[START OF Extract]
The replacement for WAL 512 at the Ambrose station was LV 111/WAL 533, which came from a discontinued station at Northeast End in New Jersey. The diesel-powered WAL 533, with five officers and ten crewmembers aboard, was 132 feet long and had been built in 1926.
On September 21, 1938, one of the century’s worst hurricanes hit New England, causing loss of life and damage to a number of lighthouses in the region. Ambrose Lightship was in an extremely vulnerable position. At 8 a.m. that day, the wind was blowing at force 3, and the barometer was falling rapidly. At 10 a.m., the tender Spruce delivered mail and provisions as usual, ignoring the winds that were up to force 5. The lightship’s captain ordered all equipment and boats on deck secured, and the crew went below to wait out the storm. By 2 p.m., the winds were force 9 and the barometric pressure was 28.66. When the winds reached force 11 (65-75 mph), the captain wrote in the ship’s log, “Full storm forces with heavy rains. Vessel riding storm very easily.” WAL 533 somehow managed to come out of the hurricane with no major damage.
[END OF Extract]
[START OF Given data]
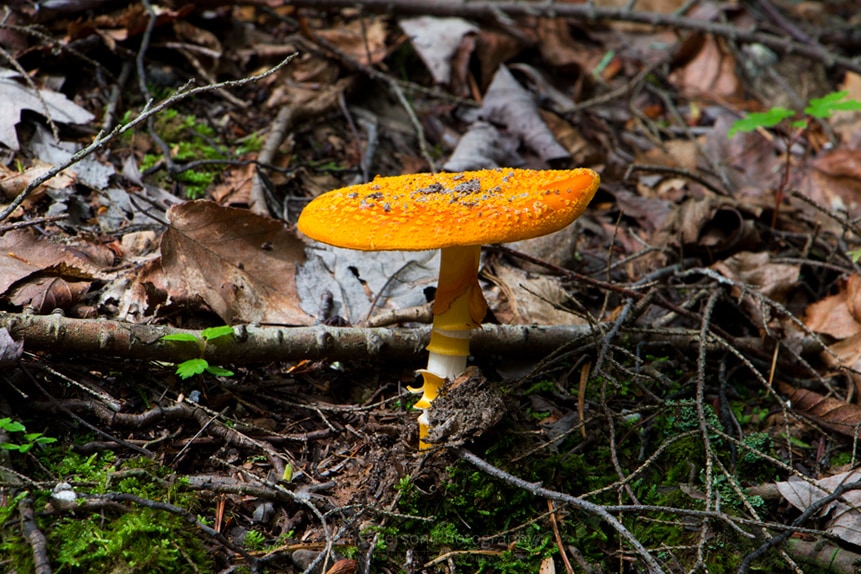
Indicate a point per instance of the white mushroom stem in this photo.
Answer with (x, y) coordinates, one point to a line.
(459, 307)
[END OF Given data]
• _What you need to do_
a – From the Ambrose Lightship extract, set down the part that opens with the words containing "On September 21, 1938, one" and closes with "no major damage.".
b – In the Ambrose Lightship extract, condense the paragraph beginning "On September 21, 1938" into a bulleted list that keeps its main facts.
c – Answer these questions using the Ambrose Lightship extract:
(i) How long was WAL 533?
(ii) From which station did WAL 533 come?
(iii) What did the tender Spruce deliver at 10 a.m. on September 21, 1938?

• _Solution list_
a –
On September 21, 1938, one of the century’s worst hurricanes hit New England, causing loss of life and damage to a number of lighthouses in the region. Ambrose Lightship was in an extremely vulnerable position. At 8 a.m. that day, the wind was blowing at force 3, and the barometer was falling rapidly. At 10 a.m., the tender Spruce delivered mail and provisions as usual, ignoring the winds that were up to force 5. The lightship’s captain ordered all equipment and boats on deck secured, and the crew went below to wait out the storm. By 2 p.m., the winds were force 9 and the barometric pressure was 28.66. When the winds reached force 11 (65-75 mph), the captain wrote in the ship’s log, “Full storm forces with heavy rains. Vessel riding storm very easily.” WAL 533 somehow managed to come out of the hurricane with no major damage.

b –
- September 21, 1938: one of the century's worst hurricanes struck New England, causing loss of life and damaging several lighthouses.
- Ambrose Lightship was in an extremely vulnerable position.
- 8 a.m.: force 3 winds; barometer falling rapidly.
- 10 a.m.: the tender Spruce delivered mail and provisions as usual despite winds up to force 5.
- The captain ordered all deck equipment and boats secured, and the crew went below.
- 2 p.m.: winds at force 9; barometric pressure 28.66.
- At force 11 (65-75 mph), the captain logged that the vessel was riding the storm very easily.
- WAL 533 came through the hurricane with no major damage.

c –
(i) 132 feet
(ii) A discontinued station at Northeast End in New Jersey
(iii) Mail and provisions